SEITENTEXT:

Dresden: Prozess gegen Jugendpfarrer König ausgesetzt

Nach sieben Verhandlungstagen hat das Dresdener Amtsgericht den Prozess gegen Lothar König auf unbestimmte Zeit ausgesetzt. Die Staatsanwaltschaft wirft dem aus Jena stammenden Jugendpfarrer schweren Landfriedensbruch, versuchte Strafvereitlung und Widerstand gegen Vollstreckungsbeamte vor. Er soll 2011 bei den jährlich am 19. Februar stattfindenden Anti-Nazi-Protesten in Dresden Demonstranten zu Gewalt gegen die Polizei angestachelt zu haben.

Die Aussetzung des Verfahrens erfolgte auf Antrag der Verteidigung. Sie wirft der Polizei vor, eine „Fälscherwerkstatt“ betrieben und Beweismittel unterdrückt zu haben.

Ein vorgeladener Polizeibeamter hatte beiläufig zugegeben, dass die Polizei über 200 Stunden Videomaterial von der Demonstration besitzt und daraus gezielt strafrelevante Szenen herausgefiltert hat. Der offiziellen Prozessakte legte sie dann nur einen Ausschnitt von zwei Stunden bei.

Als die Verteidigung begann, das vorenthaltene Material zu sichten, fand sie bereits nach zwei Stunden Aufzeichnungen, die König entlasten. Nun will sie das gesamte Material selbst anschauen, da auf die Polizei „kein Verlass“ sei. Aufgrund des Umfangs der vorenthaltenen Aufzeichnungen ist dies parallel zur Verhandlung nicht zu leisten. Deshalb stimmte das Gericht der Aussetzung des Verfahrens zu.

EINTRÄGE:

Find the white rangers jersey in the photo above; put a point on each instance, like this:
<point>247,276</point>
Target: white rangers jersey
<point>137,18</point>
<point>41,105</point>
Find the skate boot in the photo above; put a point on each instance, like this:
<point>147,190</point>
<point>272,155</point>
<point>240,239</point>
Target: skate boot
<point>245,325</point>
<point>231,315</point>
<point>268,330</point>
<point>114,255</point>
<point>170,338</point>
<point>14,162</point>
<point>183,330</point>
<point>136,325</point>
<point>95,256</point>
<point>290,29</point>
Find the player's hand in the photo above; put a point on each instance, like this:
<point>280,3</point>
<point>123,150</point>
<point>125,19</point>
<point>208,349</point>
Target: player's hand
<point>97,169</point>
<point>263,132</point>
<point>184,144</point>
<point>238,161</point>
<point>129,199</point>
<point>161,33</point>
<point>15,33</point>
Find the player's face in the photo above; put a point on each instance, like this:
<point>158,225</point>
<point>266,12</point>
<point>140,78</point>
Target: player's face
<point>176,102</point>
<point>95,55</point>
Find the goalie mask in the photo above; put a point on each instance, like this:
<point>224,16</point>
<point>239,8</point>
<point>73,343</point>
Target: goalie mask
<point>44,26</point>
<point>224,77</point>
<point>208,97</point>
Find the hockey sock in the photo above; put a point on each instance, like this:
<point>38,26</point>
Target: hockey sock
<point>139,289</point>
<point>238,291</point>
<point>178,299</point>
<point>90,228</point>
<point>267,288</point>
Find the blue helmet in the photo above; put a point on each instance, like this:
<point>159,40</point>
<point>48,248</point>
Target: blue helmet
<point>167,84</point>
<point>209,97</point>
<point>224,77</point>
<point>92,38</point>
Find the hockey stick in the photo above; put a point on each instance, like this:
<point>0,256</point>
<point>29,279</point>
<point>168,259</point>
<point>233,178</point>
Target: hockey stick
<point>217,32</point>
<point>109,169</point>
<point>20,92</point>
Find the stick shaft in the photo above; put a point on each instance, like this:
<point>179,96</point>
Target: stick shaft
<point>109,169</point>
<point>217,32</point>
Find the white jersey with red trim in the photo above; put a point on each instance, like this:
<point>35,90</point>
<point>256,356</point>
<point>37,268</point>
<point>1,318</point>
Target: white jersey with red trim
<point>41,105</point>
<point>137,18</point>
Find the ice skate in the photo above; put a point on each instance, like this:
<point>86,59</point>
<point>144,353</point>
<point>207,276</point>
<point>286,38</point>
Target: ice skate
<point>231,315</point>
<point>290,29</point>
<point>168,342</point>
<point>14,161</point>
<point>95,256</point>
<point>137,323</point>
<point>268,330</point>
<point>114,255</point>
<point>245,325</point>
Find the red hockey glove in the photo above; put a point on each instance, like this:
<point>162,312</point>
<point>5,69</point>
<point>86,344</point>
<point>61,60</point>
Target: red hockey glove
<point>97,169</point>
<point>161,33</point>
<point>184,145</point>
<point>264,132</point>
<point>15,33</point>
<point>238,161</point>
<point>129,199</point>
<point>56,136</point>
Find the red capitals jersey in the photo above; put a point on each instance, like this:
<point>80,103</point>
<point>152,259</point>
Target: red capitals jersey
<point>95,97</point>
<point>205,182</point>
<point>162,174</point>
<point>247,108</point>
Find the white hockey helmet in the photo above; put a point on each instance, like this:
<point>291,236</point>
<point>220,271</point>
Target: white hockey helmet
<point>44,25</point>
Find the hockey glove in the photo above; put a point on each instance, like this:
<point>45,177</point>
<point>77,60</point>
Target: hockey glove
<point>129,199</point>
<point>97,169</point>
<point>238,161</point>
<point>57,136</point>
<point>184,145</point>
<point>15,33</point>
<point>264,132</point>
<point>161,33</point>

AUFGABE 1: Wie viele Stunden Videomaterial von der Demonstration besitzt die Polizei laut dem Bericht über den Prozess gegen Lothar König?
AUFGABE 2: Übersetze den Satz „Die Aussetzung des Verfahrens erfolgte auf Antrag der Verteidigung.“ aus dem Bericht über den Prozess gegen Lothar König ins Englische.

ERGEBNIS 1: Über 200 Stunden.

ERGEBNIS 2: The proceedings were suspended at the request of the defense.